Pointing dataset records:
______

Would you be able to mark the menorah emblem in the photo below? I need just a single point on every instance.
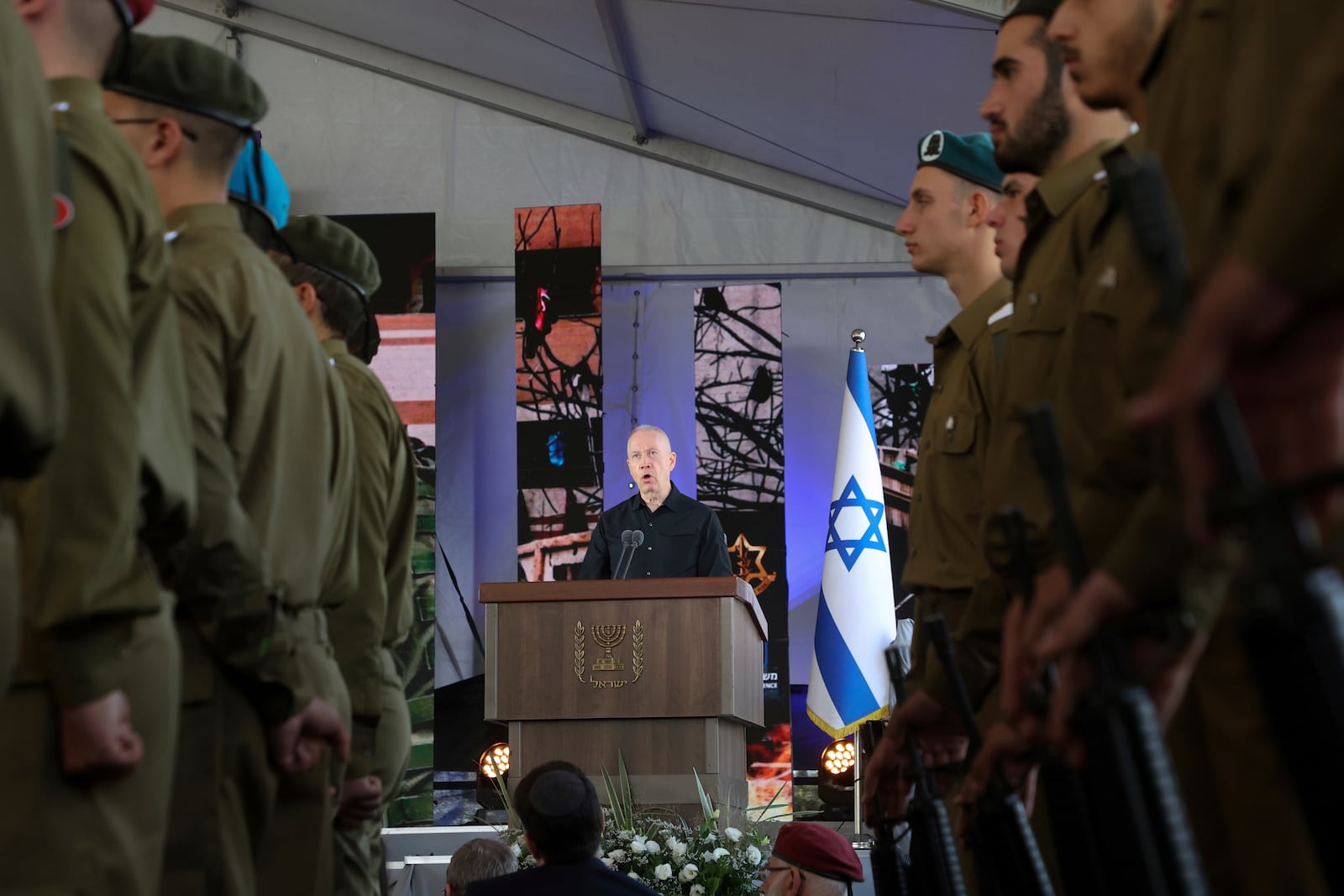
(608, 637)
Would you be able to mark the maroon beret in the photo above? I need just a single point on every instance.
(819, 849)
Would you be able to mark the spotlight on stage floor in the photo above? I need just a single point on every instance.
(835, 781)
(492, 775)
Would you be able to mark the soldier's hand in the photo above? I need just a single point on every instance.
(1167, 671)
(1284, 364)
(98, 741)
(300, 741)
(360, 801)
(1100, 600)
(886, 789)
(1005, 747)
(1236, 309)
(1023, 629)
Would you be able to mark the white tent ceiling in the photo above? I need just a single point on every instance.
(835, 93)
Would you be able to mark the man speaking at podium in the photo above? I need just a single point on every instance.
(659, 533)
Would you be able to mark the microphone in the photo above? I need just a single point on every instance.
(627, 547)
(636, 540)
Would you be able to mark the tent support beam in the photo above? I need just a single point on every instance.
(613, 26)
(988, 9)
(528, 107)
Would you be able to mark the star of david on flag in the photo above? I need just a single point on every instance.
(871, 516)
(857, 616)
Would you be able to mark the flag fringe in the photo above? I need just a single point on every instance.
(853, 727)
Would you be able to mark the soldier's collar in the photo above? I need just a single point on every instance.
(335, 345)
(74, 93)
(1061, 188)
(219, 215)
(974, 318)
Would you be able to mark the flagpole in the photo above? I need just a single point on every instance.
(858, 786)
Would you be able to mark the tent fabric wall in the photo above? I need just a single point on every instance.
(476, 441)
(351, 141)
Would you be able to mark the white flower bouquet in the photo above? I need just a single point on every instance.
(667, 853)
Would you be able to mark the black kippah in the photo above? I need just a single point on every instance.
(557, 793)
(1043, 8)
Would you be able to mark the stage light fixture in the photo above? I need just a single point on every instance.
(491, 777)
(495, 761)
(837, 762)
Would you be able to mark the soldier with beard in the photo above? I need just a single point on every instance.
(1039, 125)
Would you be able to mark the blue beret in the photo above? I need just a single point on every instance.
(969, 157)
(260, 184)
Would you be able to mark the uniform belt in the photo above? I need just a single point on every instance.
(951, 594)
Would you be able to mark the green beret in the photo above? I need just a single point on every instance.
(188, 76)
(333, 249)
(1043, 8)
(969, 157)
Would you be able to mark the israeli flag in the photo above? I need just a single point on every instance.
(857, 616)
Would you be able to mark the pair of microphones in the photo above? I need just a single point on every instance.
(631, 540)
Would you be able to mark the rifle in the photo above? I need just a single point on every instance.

______

■ **Requirement**: Begin at the line that contains "Would you be able to mark the israeli" and stop at the end of the listing. Reproduce those lines with the requests unchanged, and add 76 to every coordinate in the answers.

■ **Complete output**:
Would you be able to mark the israeli flag in the photo above? I need just a single point on every instance.
(933, 692)
Would you be able to mark the pair of microphones in the photo above? I need just a single point on every instance.
(707, 616)
Would you be able to mark the rifle in the photo above? I need just a single point on every instance.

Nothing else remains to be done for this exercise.